[Pointing and labeling entries]
::::

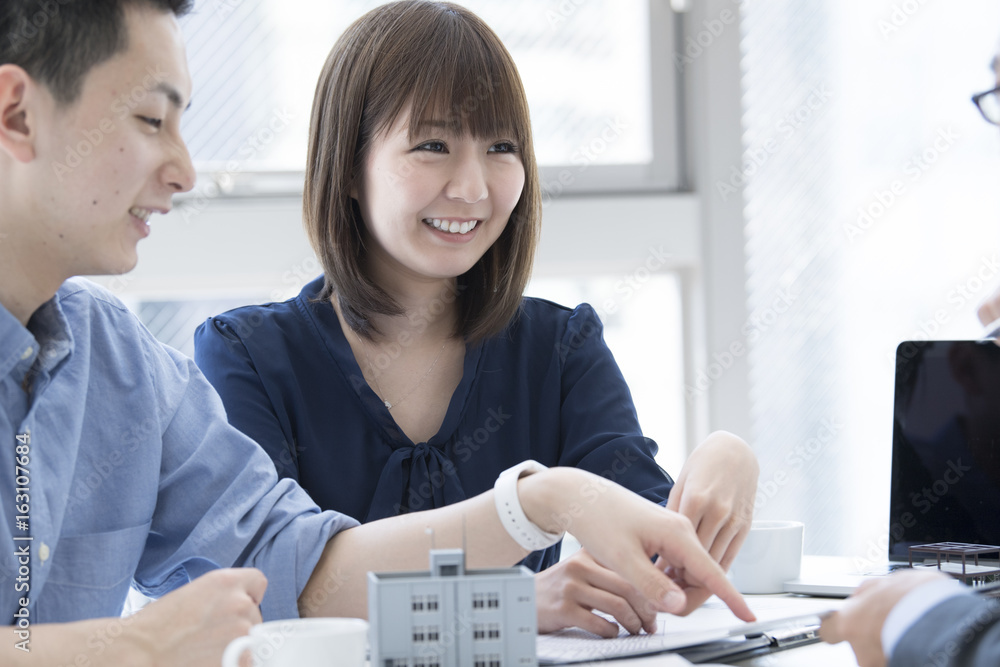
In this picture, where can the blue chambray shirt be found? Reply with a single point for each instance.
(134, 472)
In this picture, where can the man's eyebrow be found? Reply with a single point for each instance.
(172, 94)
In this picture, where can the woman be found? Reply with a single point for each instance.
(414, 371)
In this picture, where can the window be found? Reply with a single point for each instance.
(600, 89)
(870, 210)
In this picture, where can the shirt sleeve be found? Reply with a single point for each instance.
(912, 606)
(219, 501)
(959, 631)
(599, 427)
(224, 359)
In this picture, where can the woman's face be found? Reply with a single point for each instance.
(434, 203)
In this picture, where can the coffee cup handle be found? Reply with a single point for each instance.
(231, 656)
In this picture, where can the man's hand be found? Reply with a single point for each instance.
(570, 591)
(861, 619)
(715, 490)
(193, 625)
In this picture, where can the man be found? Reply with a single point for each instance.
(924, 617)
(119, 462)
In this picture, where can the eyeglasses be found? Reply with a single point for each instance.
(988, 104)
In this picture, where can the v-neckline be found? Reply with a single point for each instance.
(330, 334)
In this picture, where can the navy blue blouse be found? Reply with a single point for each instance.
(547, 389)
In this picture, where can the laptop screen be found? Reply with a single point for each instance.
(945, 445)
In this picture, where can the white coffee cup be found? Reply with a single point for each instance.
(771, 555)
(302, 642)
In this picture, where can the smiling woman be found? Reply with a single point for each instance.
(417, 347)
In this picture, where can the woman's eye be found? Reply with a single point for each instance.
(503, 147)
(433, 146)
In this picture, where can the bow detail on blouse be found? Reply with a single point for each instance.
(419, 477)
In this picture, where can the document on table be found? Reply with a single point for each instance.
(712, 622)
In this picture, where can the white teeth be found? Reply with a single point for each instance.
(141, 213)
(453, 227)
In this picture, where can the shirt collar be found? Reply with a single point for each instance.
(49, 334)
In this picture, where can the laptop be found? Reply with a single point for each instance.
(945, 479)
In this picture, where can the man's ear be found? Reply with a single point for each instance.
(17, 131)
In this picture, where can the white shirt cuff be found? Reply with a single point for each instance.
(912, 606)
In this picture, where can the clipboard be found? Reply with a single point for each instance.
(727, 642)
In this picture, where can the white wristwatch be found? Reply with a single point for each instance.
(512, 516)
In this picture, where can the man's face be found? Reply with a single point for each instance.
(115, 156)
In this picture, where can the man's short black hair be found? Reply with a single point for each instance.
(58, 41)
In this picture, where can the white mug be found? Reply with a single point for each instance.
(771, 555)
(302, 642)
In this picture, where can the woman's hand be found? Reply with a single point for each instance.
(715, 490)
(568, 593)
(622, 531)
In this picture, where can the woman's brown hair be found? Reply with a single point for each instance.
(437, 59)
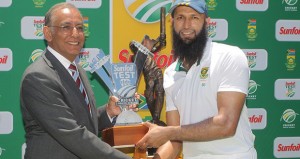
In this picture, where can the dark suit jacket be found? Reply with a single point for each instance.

::::

*Direction*. Turn every line of the entries above into a numbered list, skipping blank lines and dropping the lines that stand in for pictures.

*Result below*.
1. In this picture, where can the blue chambray shirt be found? Reply with a single point for each instance.
2. (134, 472)
3. In this picture, where can the man's eyebrow be found? Reply with a single point for each instance.
4. (172, 94)
5. In this picture, where can the woman be found? Reply with a single point for each instance.
6. (414, 371)
7. In this picture, where can the window be found? Reply with a single point for each instance.
8. (600, 89)
9. (870, 210)
10. In this picture, where can the shirt sleeve be found? Reply with a single point for each instance.
11. (912, 606)
12. (219, 501)
13. (959, 631)
14. (599, 427)
15. (224, 359)
16. In this picture, where can the woman's face be found? Reply with a single point for each instance.
17. (434, 203)
18. In this picture, where can the coffee cup handle be found? Reply with a single point for each instance.
19. (231, 656)
20. In this picture, where can the man's hand be found? Reply with a single point for each instance.
21. (570, 591)
22. (861, 619)
23. (715, 490)
24. (193, 625)
25. In this picture, where can the man be found? Reply with a single point for each instance.
26. (924, 617)
27. (119, 462)
28. In this picture, where can the eyeglasses be found? Reply with a single point for each instance.
29. (988, 104)
30. In this picture, where can the v-neckline be found? Reply with a single point for each instance.
31. (330, 334)
32. In this picture, where can the navy blue blouse be found? Reply with a single point for each instance.
33. (547, 389)
34. In this picture, where can the laptop screen be found? Reply with a single point for each instance.
35. (945, 445)
36. In this picture, where can the white coffee cup be found? Reply with a single point for each instance.
37. (771, 555)
38. (302, 642)
39. In this picture, where can the smiling woman be found? Reply with a single point for each instance.
40. (417, 347)
41. In this picture, where can the woman's eye be found? Reply with a single point for each instance.
42. (503, 147)
43. (433, 146)
44. In this picture, where can the bow detail on blouse be found? Reply with a single point for each instance.
45. (419, 477)
46. In this picture, where can the document on table be found? Reply with a single point for each instance.
47. (712, 622)
48. In this picture, where can the white teeth be found? Reply with a single point for each instance.
49. (141, 213)
50. (453, 227)
51. In this picture, where can the shirt collar be found? Reply with a single point for each instance.
52. (49, 334)
53. In this picture, where can the laptop be found? Reply with a single point for each instance.
54. (945, 479)
55. In this picture, where can the man's ear be found? Reply with a single point for each instance.
56. (17, 131)
57. In this picture, where can the white shirt cuff be found? Reply with a single point for each instance.
58. (912, 606)
59. In this picture, where can the clipboard be found? Reply with a single point for each instance.
60. (727, 642)
61. In this picture, where can the white wristwatch be found? Reply with a single point for each instance.
62. (512, 516)
63. In this picture, where can the man's face be found? Reply with a single point for each instance.
64. (115, 156)
65. In this picture, where can the man's short black hair be found? Reply with a single point for each instance.
66. (58, 41)
67. In this picture, where can the white mug be found? Reply with a single point for each instance.
68. (771, 555)
69. (302, 642)
70. In this picture, where can the woman's hand be found? Reply with a single point for each instance.
71. (715, 490)
72. (568, 593)
73. (622, 531)
74. In this picture, where can the woman's brown hair be found? Reply with a single point for each instance.
75. (437, 59)
76. In this picture, where can the dark suit jacket be found? Reply with a single point for each instance.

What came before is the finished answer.